WHAT IS NEEDED
Render every line of the records below as a Markdown table with two columns, Row for the row number and Content for the line itself. Leave out blank lines.

DATA ENTRIES
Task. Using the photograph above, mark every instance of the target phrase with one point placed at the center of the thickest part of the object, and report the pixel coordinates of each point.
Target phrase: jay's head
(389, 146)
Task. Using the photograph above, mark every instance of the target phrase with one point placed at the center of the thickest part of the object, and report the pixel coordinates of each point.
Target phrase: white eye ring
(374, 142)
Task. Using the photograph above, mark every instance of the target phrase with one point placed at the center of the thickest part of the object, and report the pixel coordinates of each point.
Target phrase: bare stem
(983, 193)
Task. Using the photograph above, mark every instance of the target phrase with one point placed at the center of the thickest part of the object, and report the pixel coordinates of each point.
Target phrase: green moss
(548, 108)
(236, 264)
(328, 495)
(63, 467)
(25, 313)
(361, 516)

SOLUTION BELOW
| Row | Content |
|---|---|
| 1 | Task. Using the photograph above, mark every instance of the target phrase with one point placed at the center of the thickest part of the object, and report the pixel coordinates of each point. |
| 2 | Target phrase: jay's head |
| 3 | (389, 146) |
| 4 | Task. Using the photograph above, mark every instance of the target phrase with one point placed at the center of the thickest part of the object, and report the pixel coordinates of each point. |
| 5 | Target phrase: white eye ring |
| 6 | (374, 142) |
| 7 | Task. Using the photograph above, mark every instance of the target phrase with one point placed at the center of the thickest part of the object, and report the pixel coordinates of each point. |
| 8 | Target phrase: bare stem |
| 9 | (983, 193) |
| 10 | Task. Using the photograph above, mark every instance of the target phrase with one point placed at the center of the thickest part of the object, and report the pixel coordinates of each point. |
| 11 | Target phrase: green moss |
| 12 | (548, 108) |
| 13 | (236, 264) |
| 14 | (328, 495) |
| 15 | (63, 467) |
| 16 | (25, 313) |
| 17 | (361, 516) |